(Stored dataset items)
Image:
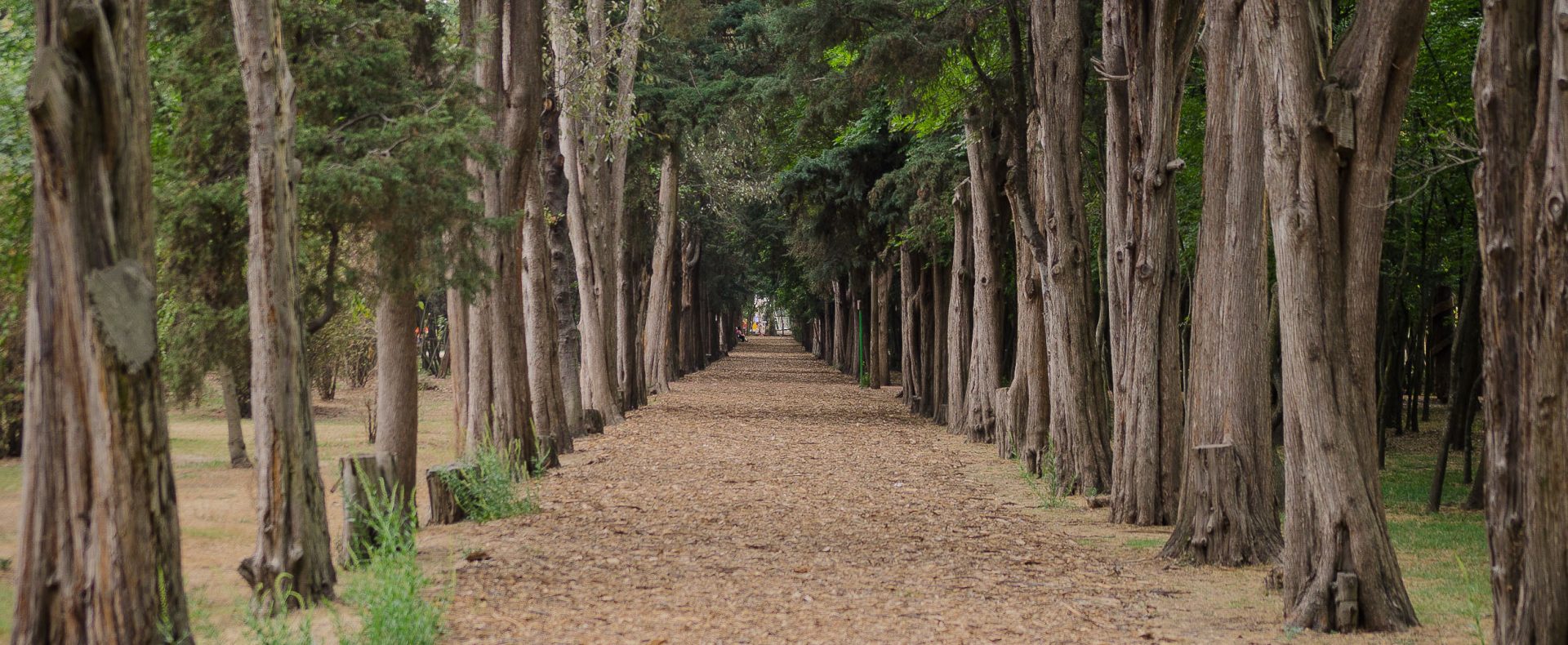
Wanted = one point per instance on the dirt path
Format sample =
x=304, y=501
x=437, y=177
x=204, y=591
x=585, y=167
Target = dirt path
x=770, y=500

→ Exercise prompt:
Please rewrite all the entries above with their requests included, resizing each x and y coordinate in the answers by multiplying it by 0.2 and rounding to a whole number, halves up. Keep the coordinates in the requests and their format samples unchanged, and leave the pictures out of your reply.

→ Solution to this exercise:
Image:
Wanted = one point per instance on the dirt path
Format sample =
x=304, y=501
x=437, y=177
x=204, y=591
x=585, y=167
Target = dirt path
x=154, y=100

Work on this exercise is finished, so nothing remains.